━━━ 本文

おがわの音♪ 第611版の配信


ブスと下衆が「枕草子」に出まくる深い事情

 清少納言がぶった切ったのは誰だったのか   

イザベラ・ディオニシオ : 翻訳家

 20180805

2005年に日本にやってきて以来、かれこれ13年の月日が過ぎ去ってしまった。

イタリアから共にやってきた真っ赤なスーツケースは20キロ――当時の私の体重のちょうど半分――で、気づかないうちに母が忍ばせておいてくれたスパゲッティを含め、全財産だった。

しかし、今や下駄箱を開けても、キッチンの収納スペースを開けても本が出てくるわが住まい。

「旅人は身軽なほど遠くまで行ける」というが、今の私には無理……と思っていたら、突然長期出張の

お達しが出た。滞在先は殺風景なマンスリーマンションだけれど、久々に旅気分を味わえる!と、同時に、ある悩みが浮上した。

こんなときは、どんな本を持っていくべきだろう……。  

 

お供に選んだのは『枕草子』 

結局、今回旅のお供に選んだのは、清姐さんの名言集、インスタ映えしそうな生活がきらびやかにつづられているオシャレバイブルこと、

『枕草子』。清姐さんの言葉という強力なフィルターにかけられたものはなんだって宝石のように潤沢で特別な輝きを放つ。

━━━━━━
━━━ 生データ

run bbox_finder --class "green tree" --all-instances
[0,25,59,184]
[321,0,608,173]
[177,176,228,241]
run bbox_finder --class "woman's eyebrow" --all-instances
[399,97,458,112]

━━━━━━
━━━ 生データ

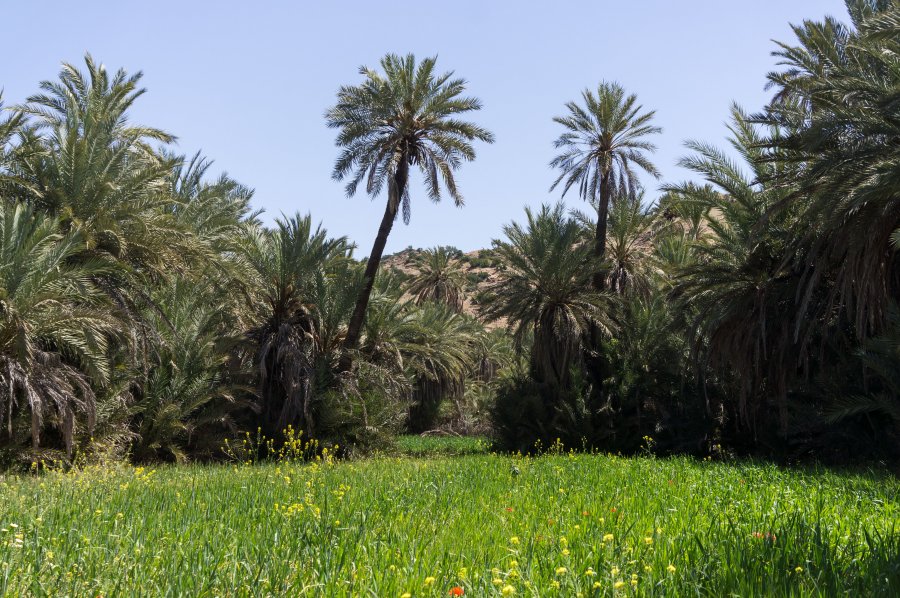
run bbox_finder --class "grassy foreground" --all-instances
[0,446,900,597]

━━━━━━
━━━ 生データ

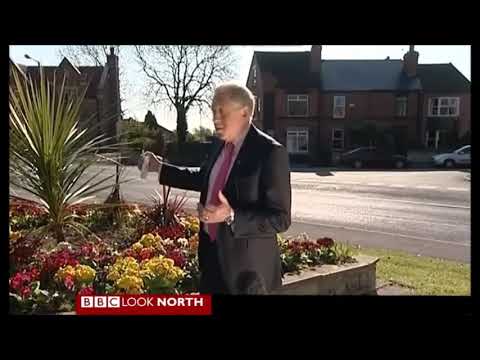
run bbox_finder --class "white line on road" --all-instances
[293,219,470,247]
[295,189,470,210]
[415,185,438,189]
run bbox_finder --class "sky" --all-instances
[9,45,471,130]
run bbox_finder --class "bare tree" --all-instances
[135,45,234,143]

━━━━━━

_取り組む課題_:
A. 本文の中でアラビア数字を使って書かれた数値を、出てくる順にすべて挙げてください。
B. 本文によると、長期出張の滞在先はどんな場所ですか。
エントリーはここでは使いません。

_課題ごとの結果_:
A. 第611版、20180805、2005年、13年、20キロ

B. 殺風景なマンスリーマンションです。